> Zu bearbeitende Aufgaben
A: Schreiben Sie aus dem Interview wortgetreu ab, beginnend bei den Worten „Das machen wir“ und endend nach „bei rechten Rattenfängern.“.
B: Prüfen Sie anhand des Interviews diese Aussagen: (i) Ulrich Breite ist FDP-Fraktionsgeschäftsführer im Stadtrat; (ii) laut Breite spielt die ethnische Herkunft für Liberale eine wichtige Rolle; (iii) Breite will die Lösungskompetenz bei rechten Kräften sehen. Beantworten Sie jede mit Ja oder Nein und zitieren Sie die entscheidenden Worte des Interviews wörtlich.
C: Mit welchem Personenkreis hängt das Kölner Sicherheitsproblem laut Breite im Interview zusammen?

> Zitierter Textabschnitt
= = = = =

„Wir reden über Sicherheit, weil das die Kölner bewegt“

Ulrich Breite, FDP-Fraktionsgeschäftsführer im Stadtrat, über den Zusammenhang von Kriminalität und der Präsenz einer Vielzahl illegal Eingereister in Köln, über Umgang mit und Unterbringung von „Klau-Kids“ sowie die Notwendigkeit einer schnelleren Abschiebung abgelehnter Asylbewerber

taz: Herr Breite, wie fühlen Sie sich als Repräsentant einer Partei, die in Köln im Ruf steht, ausländerfeindlich zu sein?

Ulrich Breite: Für Liberale spielt die ethnische Herkunft ebenso wenig eine Rolle wie Religiosität oder sexuelle Orientierung. Als Freiheitspartei möchten wir, dass jeder sich nach seinem Lebensentwurf einrichten kann. Aber – das ist die andere Seite der Medaille – dafür muss jedem auch der entsprechende Schutz gegeben werden. Zur Zeit haben wir in Köln ein Sicherheitsproblem, und das hängt mit dem Personenkreis der illegal Eingereisten zusammen. Wenn wir die Hauptstadt der Taschendiebstähle und Wohnungseinbrüche sind, dann ist das Freiheitsberaubung: Ein Teil der Freiheit wird eingeschränkt.

Deswegen hetzt die FDP gegen in Köln lebende Roma?

Das machen wir nicht. Wir reden über Sicherheit und die Bekämpfung von Kriminalität. Das ist unser Thema, weil das die Kölner Bevölkerung bewegt. Und zwar Deutsche und Migranten, von rechts bis links – auch SPD-, Grünen- oder PDS-Wähler. Machen Sie sich da nichts vor. Es hilft doch nichts, ein Problem einfach zu ignorieren. Für uns stellt sich die Frage: Wem überlassen wir die Lösungskompetenz? Die will ich bei Demokraten haben, die für die offene Gesellschaft eintreten, und nicht bei rechten Rattenfängern.

= = = = =

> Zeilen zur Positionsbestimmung
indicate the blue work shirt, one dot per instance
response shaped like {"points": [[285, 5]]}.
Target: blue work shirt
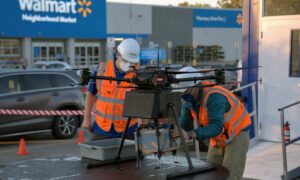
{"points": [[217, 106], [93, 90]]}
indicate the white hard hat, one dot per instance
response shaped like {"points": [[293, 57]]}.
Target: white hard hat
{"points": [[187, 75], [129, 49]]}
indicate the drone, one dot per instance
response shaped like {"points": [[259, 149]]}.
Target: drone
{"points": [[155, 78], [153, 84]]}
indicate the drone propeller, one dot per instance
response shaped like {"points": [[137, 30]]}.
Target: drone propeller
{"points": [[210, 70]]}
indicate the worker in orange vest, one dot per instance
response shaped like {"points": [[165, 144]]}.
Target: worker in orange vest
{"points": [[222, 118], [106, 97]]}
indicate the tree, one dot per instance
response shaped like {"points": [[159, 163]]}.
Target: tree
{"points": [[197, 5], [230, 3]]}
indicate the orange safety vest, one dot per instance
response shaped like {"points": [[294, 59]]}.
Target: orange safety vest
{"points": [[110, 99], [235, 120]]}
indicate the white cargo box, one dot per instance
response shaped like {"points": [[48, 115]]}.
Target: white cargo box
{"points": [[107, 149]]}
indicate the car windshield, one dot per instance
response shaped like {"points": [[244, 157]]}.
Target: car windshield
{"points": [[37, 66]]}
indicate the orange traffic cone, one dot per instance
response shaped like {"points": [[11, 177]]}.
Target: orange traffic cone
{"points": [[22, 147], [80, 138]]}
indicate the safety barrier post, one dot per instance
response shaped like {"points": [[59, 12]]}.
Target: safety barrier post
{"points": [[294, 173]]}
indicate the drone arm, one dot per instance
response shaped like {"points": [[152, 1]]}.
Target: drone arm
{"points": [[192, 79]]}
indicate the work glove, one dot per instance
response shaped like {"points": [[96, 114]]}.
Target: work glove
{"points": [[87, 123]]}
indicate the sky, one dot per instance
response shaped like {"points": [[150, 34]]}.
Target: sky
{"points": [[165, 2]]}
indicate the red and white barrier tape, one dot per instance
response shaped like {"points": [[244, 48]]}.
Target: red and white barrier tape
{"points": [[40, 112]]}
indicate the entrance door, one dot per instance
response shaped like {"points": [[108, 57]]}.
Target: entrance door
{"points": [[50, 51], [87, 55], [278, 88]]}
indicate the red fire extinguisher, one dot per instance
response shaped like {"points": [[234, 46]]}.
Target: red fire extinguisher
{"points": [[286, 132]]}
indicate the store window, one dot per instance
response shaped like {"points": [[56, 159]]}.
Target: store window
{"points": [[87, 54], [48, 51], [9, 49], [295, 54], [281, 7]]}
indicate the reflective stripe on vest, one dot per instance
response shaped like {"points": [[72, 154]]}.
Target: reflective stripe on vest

= = = = =

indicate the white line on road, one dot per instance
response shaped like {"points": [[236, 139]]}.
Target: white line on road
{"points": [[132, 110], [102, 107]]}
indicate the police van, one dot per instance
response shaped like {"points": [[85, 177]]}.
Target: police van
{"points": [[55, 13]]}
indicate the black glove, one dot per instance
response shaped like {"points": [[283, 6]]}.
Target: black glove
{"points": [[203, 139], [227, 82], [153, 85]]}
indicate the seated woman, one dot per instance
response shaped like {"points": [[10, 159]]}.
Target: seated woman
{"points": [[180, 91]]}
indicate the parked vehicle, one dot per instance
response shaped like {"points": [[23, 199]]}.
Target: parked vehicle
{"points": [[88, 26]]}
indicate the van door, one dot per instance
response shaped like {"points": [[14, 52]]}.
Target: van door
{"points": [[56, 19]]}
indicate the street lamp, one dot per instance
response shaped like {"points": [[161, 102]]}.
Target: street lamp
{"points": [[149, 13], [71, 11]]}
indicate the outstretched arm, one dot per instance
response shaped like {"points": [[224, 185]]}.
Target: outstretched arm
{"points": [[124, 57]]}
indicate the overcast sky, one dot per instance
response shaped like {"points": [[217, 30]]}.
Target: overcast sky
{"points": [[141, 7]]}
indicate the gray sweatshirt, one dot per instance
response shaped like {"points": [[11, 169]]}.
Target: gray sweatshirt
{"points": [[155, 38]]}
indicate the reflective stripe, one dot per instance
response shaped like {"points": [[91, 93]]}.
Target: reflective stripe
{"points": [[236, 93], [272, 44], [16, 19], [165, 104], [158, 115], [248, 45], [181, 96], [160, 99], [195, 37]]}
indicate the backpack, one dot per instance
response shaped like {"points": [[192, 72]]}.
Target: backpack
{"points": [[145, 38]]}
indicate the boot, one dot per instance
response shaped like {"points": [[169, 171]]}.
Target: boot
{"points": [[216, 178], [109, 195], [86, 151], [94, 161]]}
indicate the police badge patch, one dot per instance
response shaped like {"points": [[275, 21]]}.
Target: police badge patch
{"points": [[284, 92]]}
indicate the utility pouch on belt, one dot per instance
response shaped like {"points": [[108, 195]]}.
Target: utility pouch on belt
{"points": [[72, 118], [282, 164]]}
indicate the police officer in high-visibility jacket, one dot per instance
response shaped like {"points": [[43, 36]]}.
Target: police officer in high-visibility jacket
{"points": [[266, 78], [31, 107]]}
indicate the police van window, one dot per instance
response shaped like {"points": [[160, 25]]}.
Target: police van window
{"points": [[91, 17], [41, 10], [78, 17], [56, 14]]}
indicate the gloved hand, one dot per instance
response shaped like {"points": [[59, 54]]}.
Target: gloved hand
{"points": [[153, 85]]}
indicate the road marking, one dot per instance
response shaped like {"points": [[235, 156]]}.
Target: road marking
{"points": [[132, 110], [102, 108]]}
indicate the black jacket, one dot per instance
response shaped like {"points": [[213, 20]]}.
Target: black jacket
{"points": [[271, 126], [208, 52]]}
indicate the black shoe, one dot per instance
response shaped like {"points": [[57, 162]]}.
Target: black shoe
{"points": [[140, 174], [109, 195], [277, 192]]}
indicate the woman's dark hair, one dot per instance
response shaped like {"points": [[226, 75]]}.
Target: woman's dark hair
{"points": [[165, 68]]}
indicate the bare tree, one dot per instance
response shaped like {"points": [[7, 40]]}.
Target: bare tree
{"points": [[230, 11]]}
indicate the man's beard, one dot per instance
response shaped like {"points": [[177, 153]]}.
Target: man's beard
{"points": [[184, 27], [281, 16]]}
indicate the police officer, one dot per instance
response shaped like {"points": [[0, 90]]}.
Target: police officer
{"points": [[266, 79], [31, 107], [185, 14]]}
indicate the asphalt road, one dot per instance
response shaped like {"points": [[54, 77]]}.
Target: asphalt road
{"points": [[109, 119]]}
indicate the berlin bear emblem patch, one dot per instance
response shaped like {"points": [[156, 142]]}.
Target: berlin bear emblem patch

= = = = =

> Ergebnisse je Aufgabe
A:
Das machen wir nicht. Wir reden über Sicherheit und die Bekämpfung von Kriminalität. Das ist unser Thema, weil das die Kölner Bevölkerung bewegt. Und zwar Deutsche und Migranten, von rechts bis links – auch SPD-, Grünen- oder PDS-Wähler. Machen Sie sich da nichts vor. Es hilft doch nichts, ein Problem einfach zu ignorieren. Für uns stellt sich die Frage: Wem überlassen wir die Lösungskompetenz? Die will ich bei Demokraten haben, die für die offene Gesellschaft eintreten, und nicht bei rechten Rattenfängern.

B:
(i) Ja: „Ulrich Breite, FDP-Fraktionsgeschäftsführer im Stadtrat“
(ii) Nein: „Für Liberale spielt die ethnische Herkunft ebenso wenig eine Rolle wie Religiosität oder sexuelle Orientierung.“
(iii) Nein: „Die will ich bei Demokraten haben, die für die offene Gesellschaft eintreten, und nicht bei rechten Rattenfängern.“

C: Mit dem Personenkreis der illegal Eingereisten.